[BEGIN DATA SUPPLIED]

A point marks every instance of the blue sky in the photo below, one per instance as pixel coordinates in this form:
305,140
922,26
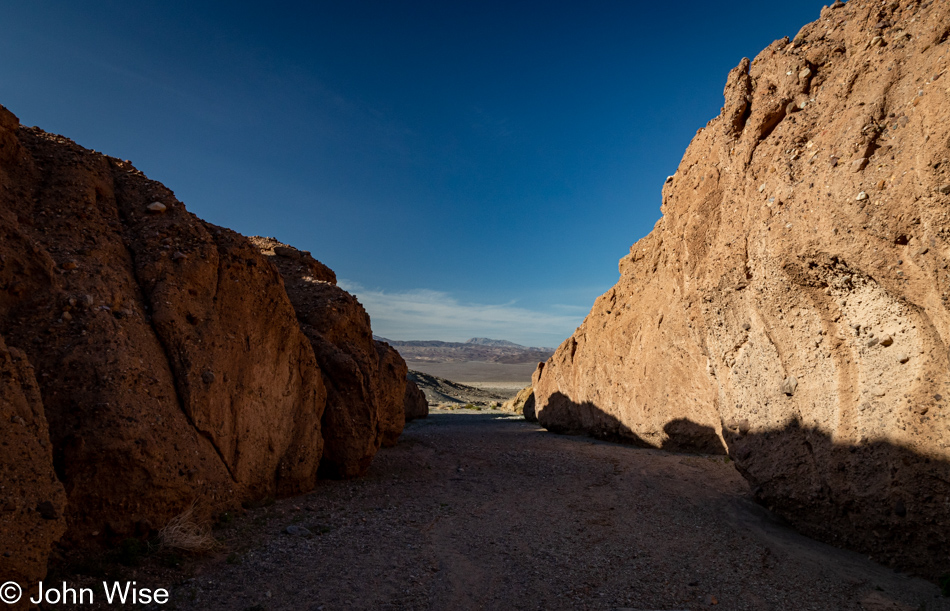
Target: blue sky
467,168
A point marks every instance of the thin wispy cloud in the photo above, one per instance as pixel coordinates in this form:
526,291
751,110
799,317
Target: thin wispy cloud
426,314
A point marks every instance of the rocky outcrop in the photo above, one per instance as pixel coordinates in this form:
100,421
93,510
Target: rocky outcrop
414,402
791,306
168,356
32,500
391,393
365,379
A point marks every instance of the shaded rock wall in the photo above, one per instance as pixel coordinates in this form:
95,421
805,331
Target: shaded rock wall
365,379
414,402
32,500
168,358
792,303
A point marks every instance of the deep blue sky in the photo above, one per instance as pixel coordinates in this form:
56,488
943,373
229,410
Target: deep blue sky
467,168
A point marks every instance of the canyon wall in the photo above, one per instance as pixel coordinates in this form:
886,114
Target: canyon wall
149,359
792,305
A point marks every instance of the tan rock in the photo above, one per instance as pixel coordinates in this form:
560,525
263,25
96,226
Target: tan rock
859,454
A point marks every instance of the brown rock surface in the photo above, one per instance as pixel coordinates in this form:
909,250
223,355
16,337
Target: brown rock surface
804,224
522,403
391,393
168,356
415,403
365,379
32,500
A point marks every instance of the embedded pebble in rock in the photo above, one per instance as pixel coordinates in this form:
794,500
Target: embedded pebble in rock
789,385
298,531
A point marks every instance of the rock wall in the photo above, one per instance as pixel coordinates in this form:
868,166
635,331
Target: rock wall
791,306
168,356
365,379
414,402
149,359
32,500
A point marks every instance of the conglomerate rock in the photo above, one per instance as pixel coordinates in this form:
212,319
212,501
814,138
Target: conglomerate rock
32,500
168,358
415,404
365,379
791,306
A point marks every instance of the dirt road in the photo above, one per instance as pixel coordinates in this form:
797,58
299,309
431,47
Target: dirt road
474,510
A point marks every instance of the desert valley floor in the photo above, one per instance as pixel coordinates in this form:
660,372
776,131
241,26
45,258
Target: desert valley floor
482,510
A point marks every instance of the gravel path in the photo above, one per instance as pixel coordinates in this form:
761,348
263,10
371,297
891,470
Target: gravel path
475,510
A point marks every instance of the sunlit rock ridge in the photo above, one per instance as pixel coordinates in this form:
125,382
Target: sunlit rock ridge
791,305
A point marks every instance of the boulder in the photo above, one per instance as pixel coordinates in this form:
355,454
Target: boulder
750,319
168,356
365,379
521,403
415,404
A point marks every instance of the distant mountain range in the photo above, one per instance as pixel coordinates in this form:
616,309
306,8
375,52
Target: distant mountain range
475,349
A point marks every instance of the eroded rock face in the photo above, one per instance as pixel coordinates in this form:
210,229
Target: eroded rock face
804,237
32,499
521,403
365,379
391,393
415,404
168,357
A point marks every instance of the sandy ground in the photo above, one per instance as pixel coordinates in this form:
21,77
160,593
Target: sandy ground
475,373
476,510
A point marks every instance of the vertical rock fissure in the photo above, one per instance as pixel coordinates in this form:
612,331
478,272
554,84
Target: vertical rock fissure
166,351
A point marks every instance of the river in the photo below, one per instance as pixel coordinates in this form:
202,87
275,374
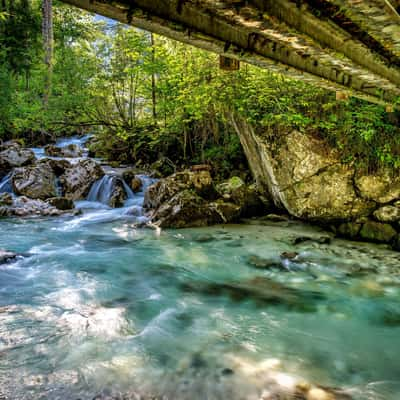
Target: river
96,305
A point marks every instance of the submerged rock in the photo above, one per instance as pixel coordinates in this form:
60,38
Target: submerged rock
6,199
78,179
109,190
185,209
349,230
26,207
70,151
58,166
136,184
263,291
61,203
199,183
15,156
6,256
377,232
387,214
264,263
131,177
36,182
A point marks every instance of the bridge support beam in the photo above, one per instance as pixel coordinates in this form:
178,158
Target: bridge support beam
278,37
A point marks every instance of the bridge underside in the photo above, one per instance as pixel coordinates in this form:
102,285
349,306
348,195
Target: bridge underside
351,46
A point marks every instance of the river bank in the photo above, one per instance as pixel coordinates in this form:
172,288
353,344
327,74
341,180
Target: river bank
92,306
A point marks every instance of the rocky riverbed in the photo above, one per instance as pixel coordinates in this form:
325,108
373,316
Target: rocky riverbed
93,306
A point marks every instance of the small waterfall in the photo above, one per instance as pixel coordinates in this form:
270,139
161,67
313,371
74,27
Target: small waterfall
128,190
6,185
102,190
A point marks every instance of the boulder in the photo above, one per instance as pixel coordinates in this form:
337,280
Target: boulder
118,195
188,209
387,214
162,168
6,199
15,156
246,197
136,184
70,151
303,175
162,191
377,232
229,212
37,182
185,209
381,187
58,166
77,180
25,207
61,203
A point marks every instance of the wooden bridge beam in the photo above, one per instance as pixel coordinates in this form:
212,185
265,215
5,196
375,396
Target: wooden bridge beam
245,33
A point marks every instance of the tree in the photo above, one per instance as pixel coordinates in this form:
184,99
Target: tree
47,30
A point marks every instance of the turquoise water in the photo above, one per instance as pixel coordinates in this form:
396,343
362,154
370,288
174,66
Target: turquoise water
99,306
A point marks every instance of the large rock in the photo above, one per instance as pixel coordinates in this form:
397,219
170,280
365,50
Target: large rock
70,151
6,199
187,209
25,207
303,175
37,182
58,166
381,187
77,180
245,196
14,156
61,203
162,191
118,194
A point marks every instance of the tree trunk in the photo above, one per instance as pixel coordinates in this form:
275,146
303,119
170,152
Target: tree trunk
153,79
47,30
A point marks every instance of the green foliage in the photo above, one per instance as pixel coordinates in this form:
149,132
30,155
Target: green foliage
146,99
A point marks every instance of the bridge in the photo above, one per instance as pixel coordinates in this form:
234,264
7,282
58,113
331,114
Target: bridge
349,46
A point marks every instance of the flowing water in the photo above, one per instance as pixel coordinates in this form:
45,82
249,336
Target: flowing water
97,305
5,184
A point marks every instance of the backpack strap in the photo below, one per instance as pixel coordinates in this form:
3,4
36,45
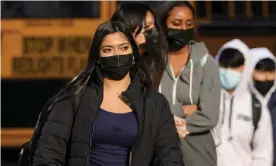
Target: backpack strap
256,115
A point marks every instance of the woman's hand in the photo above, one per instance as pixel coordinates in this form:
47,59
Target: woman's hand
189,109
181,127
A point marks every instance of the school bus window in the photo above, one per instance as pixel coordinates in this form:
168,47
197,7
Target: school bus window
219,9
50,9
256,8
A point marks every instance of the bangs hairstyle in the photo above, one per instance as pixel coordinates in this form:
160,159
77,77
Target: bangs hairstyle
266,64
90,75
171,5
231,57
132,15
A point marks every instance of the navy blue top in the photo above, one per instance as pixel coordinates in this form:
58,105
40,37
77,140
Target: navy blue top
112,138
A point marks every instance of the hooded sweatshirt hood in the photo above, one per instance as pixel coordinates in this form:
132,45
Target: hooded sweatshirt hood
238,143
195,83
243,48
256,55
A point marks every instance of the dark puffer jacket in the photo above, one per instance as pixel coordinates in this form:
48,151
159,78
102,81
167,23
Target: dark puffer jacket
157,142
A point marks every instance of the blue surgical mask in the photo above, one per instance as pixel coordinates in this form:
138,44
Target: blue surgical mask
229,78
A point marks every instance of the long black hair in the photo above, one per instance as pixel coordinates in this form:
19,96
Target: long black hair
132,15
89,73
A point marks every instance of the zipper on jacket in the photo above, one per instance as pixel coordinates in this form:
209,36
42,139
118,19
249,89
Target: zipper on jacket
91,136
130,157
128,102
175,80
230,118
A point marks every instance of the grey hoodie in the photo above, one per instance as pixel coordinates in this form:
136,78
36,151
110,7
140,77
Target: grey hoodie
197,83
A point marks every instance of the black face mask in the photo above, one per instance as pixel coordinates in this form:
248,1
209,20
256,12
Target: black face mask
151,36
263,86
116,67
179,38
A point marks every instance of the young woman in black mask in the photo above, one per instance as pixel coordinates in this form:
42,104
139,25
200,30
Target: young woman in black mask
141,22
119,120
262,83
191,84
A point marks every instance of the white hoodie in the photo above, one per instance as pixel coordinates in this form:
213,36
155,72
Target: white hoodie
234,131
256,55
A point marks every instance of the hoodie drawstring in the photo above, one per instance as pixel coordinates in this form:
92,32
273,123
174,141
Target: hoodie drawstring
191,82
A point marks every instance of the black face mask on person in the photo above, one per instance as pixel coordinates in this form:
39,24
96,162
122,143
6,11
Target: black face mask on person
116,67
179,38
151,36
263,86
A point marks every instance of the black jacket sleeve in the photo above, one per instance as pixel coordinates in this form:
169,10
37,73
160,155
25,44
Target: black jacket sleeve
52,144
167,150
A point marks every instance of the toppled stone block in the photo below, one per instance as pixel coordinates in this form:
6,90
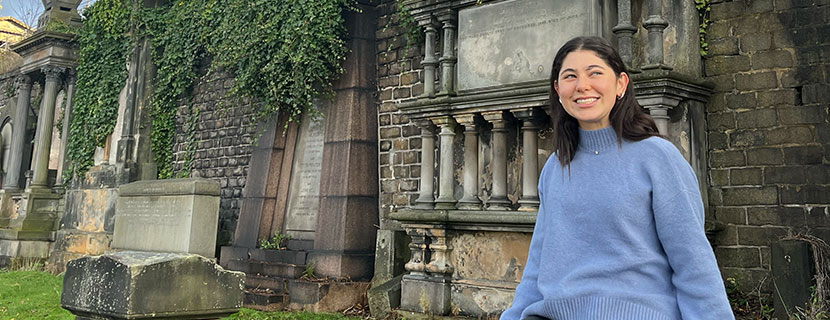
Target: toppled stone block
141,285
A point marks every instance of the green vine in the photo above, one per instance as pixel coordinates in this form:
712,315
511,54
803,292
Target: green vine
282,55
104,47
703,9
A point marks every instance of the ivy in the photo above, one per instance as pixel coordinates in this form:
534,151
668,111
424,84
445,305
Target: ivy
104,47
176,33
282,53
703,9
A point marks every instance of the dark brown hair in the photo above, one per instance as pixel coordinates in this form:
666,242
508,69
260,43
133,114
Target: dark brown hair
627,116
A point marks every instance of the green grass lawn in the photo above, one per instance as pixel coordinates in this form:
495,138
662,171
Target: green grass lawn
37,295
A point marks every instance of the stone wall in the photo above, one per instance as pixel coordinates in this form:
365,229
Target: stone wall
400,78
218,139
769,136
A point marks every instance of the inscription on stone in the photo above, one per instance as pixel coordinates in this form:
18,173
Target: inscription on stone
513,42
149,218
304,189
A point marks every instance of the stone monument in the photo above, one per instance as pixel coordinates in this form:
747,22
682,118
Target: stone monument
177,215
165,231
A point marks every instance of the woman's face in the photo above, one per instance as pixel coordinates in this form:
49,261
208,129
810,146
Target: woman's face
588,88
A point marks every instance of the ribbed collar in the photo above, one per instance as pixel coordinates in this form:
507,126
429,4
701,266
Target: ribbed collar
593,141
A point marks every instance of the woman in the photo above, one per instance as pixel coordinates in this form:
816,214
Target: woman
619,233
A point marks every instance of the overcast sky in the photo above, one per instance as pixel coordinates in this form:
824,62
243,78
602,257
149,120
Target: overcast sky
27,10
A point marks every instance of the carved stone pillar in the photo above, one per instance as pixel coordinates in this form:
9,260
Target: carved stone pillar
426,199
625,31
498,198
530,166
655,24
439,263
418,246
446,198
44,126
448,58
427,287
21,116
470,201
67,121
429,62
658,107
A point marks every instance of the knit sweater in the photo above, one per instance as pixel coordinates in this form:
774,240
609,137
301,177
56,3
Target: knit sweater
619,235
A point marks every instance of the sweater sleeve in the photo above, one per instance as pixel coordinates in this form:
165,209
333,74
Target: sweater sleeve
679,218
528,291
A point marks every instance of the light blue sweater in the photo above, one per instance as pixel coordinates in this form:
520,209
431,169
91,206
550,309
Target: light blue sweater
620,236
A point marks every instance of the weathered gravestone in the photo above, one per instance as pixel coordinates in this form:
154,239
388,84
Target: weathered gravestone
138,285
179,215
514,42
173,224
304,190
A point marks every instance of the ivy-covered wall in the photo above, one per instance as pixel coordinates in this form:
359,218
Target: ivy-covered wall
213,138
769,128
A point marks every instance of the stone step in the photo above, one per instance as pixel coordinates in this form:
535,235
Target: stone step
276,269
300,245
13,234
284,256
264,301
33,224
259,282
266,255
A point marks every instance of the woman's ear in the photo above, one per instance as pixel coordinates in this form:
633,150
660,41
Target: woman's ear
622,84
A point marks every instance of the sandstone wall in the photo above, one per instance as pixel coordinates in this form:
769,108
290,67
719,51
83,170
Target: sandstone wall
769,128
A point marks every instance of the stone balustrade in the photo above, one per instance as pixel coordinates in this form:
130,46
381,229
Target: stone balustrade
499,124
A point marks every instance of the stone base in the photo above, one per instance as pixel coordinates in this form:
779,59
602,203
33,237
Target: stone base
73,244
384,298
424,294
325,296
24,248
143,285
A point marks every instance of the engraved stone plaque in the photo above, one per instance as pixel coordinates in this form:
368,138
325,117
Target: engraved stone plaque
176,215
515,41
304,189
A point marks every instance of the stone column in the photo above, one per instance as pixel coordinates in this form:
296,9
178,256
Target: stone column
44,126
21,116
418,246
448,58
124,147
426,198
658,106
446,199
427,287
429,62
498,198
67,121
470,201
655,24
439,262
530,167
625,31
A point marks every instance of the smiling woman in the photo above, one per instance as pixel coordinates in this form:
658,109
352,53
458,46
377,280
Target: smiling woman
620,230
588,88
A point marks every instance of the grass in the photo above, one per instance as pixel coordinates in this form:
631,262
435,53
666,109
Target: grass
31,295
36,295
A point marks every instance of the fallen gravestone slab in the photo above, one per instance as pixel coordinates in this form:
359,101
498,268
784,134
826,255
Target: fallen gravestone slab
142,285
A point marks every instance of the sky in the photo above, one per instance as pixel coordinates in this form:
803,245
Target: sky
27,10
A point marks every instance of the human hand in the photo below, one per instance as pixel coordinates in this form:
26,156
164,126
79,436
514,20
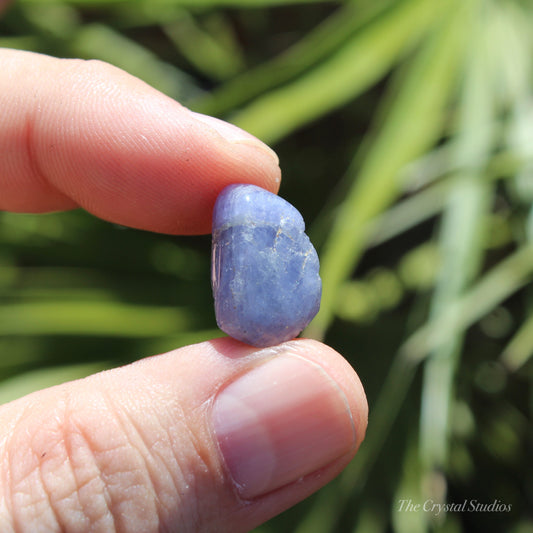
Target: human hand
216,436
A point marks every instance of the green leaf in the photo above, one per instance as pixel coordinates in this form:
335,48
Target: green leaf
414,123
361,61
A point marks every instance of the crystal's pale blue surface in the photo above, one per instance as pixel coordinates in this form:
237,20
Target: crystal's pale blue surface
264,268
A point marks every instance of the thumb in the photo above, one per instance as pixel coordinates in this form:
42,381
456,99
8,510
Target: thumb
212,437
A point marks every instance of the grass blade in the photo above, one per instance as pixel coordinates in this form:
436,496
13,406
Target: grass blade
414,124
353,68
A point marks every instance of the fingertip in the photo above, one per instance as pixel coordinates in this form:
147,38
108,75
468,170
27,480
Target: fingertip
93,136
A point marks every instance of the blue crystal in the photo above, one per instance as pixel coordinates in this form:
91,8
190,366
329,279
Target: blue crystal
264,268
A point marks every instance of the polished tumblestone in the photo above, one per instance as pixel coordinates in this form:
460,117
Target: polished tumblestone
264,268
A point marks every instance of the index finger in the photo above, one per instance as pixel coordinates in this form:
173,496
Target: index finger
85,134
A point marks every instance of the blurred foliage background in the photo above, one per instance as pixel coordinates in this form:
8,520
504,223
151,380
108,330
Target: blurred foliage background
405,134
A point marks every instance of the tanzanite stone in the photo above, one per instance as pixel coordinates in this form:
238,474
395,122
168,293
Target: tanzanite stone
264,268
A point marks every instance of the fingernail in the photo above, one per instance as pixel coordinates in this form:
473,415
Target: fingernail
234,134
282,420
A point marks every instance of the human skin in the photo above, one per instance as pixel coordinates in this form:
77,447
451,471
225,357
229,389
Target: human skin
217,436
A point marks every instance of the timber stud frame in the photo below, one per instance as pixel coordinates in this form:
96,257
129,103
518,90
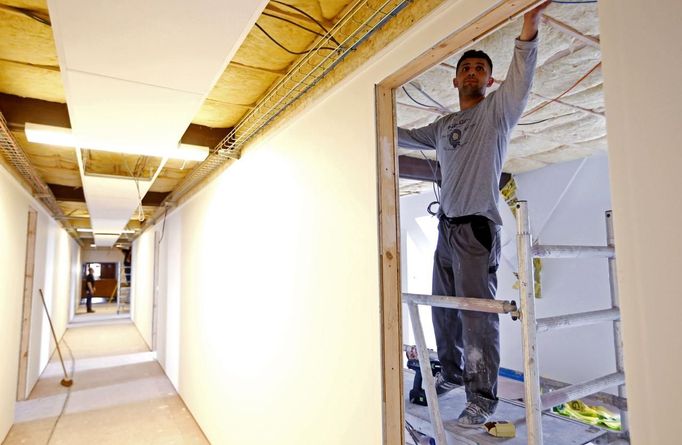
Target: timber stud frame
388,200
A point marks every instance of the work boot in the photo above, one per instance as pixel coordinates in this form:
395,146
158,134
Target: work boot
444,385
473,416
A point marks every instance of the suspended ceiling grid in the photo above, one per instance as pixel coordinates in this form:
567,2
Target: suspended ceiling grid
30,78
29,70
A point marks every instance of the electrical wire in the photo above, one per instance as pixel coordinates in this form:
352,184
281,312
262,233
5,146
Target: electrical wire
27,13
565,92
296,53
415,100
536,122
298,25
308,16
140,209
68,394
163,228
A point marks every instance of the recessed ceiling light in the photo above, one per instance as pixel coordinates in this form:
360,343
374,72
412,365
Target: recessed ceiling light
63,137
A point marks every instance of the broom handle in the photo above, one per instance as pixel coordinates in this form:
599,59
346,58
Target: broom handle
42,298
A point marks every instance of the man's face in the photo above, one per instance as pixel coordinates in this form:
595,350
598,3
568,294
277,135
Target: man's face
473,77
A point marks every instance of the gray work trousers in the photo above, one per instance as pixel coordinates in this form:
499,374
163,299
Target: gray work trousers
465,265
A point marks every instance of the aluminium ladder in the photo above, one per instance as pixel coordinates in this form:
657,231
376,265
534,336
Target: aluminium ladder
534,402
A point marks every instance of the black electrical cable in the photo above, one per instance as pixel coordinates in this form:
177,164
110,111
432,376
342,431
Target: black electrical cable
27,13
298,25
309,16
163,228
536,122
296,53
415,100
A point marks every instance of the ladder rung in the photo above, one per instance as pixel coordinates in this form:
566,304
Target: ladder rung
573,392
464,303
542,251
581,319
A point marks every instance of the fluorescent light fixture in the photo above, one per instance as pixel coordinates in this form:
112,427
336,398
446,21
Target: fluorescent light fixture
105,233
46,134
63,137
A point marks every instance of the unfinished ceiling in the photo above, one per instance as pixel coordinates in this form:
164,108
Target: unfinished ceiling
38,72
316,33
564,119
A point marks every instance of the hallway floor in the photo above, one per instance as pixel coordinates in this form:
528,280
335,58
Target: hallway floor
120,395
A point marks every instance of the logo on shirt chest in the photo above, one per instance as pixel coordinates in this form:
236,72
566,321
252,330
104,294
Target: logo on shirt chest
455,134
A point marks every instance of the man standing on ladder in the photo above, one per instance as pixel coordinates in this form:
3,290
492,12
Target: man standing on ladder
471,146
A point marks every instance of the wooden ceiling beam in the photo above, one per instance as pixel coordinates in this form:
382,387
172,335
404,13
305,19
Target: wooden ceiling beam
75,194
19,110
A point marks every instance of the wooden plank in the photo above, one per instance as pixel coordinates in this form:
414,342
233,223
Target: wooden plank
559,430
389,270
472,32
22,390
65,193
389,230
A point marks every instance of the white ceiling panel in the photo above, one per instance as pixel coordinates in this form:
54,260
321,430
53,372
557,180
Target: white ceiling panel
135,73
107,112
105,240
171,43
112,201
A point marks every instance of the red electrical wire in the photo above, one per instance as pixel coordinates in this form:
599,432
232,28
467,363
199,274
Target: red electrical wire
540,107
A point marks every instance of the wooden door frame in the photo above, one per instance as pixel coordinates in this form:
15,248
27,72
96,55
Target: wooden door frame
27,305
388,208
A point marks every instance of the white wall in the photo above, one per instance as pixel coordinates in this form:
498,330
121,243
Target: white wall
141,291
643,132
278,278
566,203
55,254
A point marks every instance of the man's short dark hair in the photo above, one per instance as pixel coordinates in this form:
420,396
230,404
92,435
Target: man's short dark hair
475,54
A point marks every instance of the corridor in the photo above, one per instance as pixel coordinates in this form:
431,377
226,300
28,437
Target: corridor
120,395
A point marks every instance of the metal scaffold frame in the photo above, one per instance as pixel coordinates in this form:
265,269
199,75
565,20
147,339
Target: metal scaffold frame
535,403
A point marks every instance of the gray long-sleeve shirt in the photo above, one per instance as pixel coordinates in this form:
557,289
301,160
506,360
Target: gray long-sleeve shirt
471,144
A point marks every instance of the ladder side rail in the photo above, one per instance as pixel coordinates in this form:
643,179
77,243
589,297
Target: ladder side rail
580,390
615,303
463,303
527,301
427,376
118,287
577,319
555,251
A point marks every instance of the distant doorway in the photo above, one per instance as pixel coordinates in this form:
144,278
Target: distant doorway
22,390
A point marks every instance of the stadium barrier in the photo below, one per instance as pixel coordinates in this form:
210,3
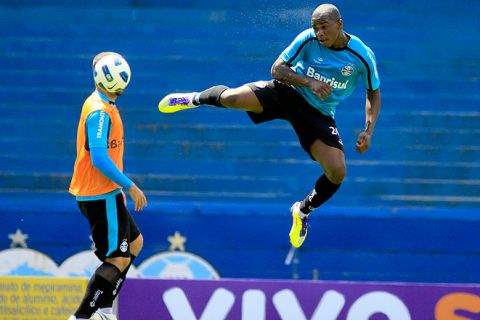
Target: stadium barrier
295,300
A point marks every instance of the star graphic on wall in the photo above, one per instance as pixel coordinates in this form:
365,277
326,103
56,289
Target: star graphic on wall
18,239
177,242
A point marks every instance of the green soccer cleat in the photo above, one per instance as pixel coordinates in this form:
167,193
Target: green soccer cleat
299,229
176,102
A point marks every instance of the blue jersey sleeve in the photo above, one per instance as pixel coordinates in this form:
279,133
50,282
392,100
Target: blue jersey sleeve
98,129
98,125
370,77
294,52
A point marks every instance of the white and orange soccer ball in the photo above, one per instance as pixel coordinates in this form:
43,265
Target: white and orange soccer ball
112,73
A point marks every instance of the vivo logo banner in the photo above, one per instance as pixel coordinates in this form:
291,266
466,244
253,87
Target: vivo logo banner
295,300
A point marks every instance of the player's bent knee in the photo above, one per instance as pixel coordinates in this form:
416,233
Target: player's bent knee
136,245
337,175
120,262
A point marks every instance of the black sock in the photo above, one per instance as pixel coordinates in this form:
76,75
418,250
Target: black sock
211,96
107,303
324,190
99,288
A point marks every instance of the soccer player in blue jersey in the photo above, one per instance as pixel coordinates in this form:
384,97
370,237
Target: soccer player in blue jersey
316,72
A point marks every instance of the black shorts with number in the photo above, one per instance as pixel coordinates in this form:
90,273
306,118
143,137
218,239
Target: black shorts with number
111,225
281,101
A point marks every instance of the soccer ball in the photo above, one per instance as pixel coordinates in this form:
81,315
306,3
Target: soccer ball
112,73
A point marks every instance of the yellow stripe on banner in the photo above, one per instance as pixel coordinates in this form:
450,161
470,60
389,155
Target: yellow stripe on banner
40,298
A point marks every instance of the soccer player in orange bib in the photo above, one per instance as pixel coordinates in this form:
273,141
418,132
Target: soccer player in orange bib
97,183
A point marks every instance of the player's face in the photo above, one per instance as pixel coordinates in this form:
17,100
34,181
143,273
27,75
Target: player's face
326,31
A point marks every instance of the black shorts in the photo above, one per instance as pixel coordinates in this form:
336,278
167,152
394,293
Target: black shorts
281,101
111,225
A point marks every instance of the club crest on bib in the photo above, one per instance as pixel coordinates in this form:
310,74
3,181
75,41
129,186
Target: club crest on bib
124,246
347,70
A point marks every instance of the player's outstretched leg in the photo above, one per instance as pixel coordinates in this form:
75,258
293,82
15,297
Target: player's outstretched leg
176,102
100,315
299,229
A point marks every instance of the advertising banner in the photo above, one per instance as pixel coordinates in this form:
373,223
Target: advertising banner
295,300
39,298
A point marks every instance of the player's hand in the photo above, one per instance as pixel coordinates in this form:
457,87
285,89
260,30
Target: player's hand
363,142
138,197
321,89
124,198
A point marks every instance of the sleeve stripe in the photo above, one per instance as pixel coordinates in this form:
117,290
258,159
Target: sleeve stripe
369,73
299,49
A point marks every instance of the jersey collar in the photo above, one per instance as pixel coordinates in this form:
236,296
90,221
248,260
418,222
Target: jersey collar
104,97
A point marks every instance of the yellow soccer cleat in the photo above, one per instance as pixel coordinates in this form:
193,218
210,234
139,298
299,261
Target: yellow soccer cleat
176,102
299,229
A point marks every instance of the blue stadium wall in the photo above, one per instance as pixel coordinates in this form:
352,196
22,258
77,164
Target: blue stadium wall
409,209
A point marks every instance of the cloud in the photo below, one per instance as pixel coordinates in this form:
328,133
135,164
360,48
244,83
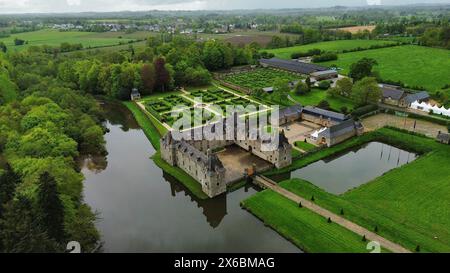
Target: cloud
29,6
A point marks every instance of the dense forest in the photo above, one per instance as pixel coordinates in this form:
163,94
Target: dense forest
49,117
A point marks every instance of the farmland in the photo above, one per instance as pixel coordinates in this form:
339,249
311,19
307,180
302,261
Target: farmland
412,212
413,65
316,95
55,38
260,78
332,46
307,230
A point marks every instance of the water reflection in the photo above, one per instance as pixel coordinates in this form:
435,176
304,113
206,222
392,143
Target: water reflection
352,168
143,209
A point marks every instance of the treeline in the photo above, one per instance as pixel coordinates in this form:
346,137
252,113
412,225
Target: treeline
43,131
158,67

[END DATA SUPPLIED]

TASK DETAILS: Take only the line containing "A point marks every instance of the sleeve" and every line after it to the end of the entries, and copy them exactly, pictures excluded.

WRITTEN SOLUTION:
A point marks every instance of the sleeve stripe in the photo above, one per instance as pixel coordinates in this form:
117,290
258,159
Target: sleeve stripe
369,73
299,49
A point marks every instance of the jersey collar in the photo above, one per instance as pixel coordinates in this form:
236,296
90,221
248,260
418,222
Target: jersey collar
104,97
A point marks every instance of the yellow soccer cleat in the photo above, one per instance as pixel coordinates in this form:
193,218
210,234
139,298
299,261
Target: yellow soccer cleat
176,102
299,229
A point marks every instance of the blue stadium wall in the photo above, one per instance as pixel coordinates in this form:
352,196
22,258
77,164
Target: blue stadium wall
409,209
A point marks every instance of the cloud in the photo below, one per instance as pixel coordinates in this form:
328,133
135,164
360,48
244,83
Target: cloud
29,6
A point marks every instance of the dense forest in the photo above, one per instance as pixel coordinates in this form:
163,94
Target: dense forest
49,117
A point marks every instance of the farmland in the photo above, one per instance as pixel coordinates in this form:
339,249
311,19
307,180
302,261
Target: farmland
412,212
413,65
316,95
55,38
260,78
332,46
307,230
A point marks every instance of the water reflection in the photo above, one per instance as pixel coordinates in this form:
435,176
304,113
206,222
392,143
Target: water reflection
352,168
143,209
A point marks every instance of the treeline in the photo above, one per instance as pixel coordinates in this form:
346,137
252,113
412,225
Target: treeline
43,131
158,67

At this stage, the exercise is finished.